The Writing Process June 1st, 2015 posted by Val Katagiri

Best-selling author, Jamie Ford, wrote the acclaimed novel, Hotel on the Corner of Bitter and Sweet, that examined the effects of World War II’s Japanese Incarceration upon people’s lives. His book opens with the incredible discovery of the belongings of Japanese families that were left behind when they were rounded up and imprisoned. I asked Jamie to describe how he turned an important event in our history into a compelling story that appealed to all. Thank you, Jamie, for sharing your writing process with us.

Written by Jamie Ford, Special Contributing Author

Hmmm…this post is supposed to be about process so let me begin with my most essential morning ablution: a cup of coffee. Like most addicts, I’m not a snob about my drug of choice. (Today I’m drinking leftover hazelnut Christmas coffee with a splash of chocolate milk).

Also, let me note that I’m wearing Batman pajamas. Not particularly germane to this whole process thing, but comfort is key, I suppose, and one of the benefits of being a full-time writer is being a part-time fashion criminal.

I once heard that my favorite wordsmith, the great Harlan Ellison, used to occasionally write in the nude. I guess my writer’s block has never been that severe.

Okay, enough warming up at the keyboard. Let’s talk process.

*Cracks knuckles*

Process-wise, it seems as though some authors meticulously outline everything, while others just write extemporaneously—they basically go commando.

I tend to do a little bit of both.

I do start with a few notes that are probably the least amount of words on a page that could possibly be mistaken for an outline–really nothing more than a beginning and an ending, with maybe a few scene ideas in the middle.

But that ending is über important.

RECORDS
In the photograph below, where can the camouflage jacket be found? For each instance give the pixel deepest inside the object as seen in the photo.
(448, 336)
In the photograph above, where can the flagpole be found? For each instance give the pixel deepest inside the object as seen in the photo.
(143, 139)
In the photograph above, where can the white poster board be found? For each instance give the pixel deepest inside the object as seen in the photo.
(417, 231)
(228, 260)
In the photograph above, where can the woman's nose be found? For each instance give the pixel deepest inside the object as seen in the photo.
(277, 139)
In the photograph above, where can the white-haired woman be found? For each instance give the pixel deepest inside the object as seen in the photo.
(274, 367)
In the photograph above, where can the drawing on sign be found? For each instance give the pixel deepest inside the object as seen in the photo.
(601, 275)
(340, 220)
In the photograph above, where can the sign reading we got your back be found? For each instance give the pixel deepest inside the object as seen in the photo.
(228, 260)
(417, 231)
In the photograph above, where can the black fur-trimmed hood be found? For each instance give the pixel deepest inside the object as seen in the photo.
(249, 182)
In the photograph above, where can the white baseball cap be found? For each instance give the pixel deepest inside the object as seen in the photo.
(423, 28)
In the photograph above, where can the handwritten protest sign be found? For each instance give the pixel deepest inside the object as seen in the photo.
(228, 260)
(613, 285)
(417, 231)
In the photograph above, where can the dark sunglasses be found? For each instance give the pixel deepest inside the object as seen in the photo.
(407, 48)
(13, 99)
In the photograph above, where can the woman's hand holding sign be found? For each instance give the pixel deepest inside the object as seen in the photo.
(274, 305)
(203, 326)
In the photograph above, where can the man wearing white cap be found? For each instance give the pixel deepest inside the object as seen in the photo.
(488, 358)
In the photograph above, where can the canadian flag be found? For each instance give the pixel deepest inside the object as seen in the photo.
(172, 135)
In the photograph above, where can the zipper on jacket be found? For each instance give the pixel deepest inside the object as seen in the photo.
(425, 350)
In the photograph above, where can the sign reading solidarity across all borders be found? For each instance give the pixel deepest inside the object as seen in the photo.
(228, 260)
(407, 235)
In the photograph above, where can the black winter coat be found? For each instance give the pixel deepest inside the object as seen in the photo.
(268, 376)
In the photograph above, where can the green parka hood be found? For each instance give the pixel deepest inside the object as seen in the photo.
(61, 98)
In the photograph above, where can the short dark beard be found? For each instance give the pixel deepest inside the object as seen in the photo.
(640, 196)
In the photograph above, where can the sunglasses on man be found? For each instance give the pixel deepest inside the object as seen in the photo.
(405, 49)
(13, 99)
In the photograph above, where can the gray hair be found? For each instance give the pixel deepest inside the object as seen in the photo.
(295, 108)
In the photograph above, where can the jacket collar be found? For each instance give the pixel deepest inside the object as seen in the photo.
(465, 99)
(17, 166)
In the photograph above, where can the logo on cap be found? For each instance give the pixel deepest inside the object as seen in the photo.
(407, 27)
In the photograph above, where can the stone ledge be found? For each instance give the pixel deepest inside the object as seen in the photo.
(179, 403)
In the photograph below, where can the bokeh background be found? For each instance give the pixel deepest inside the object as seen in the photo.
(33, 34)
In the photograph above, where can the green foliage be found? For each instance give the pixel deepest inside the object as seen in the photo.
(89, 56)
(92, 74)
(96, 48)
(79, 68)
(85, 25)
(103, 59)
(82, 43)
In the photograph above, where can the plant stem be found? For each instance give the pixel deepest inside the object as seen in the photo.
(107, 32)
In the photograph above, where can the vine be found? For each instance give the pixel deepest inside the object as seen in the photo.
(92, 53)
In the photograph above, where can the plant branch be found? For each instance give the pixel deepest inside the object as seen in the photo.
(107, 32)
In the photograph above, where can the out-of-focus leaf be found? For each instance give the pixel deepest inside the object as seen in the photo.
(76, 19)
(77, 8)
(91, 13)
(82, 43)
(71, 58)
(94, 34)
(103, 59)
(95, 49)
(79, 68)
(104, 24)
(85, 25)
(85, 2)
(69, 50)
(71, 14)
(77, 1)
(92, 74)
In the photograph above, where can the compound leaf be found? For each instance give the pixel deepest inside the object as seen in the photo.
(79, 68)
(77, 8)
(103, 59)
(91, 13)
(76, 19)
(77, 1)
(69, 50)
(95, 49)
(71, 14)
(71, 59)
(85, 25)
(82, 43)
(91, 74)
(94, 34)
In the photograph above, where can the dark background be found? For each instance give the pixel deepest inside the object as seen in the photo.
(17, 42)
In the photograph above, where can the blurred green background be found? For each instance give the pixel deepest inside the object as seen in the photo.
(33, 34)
--
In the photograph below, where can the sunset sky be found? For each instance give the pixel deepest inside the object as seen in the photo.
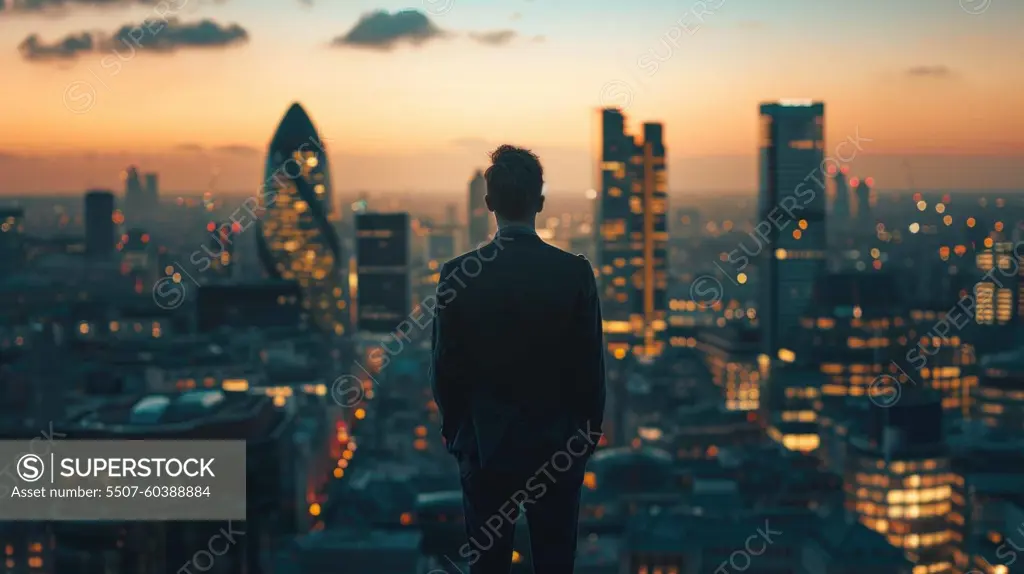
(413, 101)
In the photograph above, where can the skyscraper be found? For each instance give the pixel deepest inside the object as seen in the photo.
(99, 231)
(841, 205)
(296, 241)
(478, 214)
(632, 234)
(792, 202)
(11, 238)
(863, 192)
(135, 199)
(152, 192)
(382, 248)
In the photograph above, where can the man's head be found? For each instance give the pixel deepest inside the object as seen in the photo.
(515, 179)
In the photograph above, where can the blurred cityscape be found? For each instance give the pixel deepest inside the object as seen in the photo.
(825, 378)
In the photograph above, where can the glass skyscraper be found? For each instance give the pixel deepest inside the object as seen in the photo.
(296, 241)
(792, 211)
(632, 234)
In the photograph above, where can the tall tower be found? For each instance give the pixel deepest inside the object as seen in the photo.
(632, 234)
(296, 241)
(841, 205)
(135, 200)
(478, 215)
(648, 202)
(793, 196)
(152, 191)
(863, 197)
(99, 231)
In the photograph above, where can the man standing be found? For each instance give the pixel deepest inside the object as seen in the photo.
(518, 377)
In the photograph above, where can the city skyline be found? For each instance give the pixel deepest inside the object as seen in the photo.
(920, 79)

WHAT NEEDS TO BE DONE
Answer these questions about the post on Jamie Ford's writing process:
1. What is the title of the novel Jamie Ford wrote?
2. What is he drinking as he writes the post?
3. What do the notes he starts with contain?
The listing plays no part in this.

COMPLETE OUTPUT
1. Hotel on the Corner of Bitter and Sweet.
2. Leftover hazelnut Christmas coffee with a splash of chocolate milk.
3. Little more than a beginning and an ending, with maybe a few scene ideas in the middle.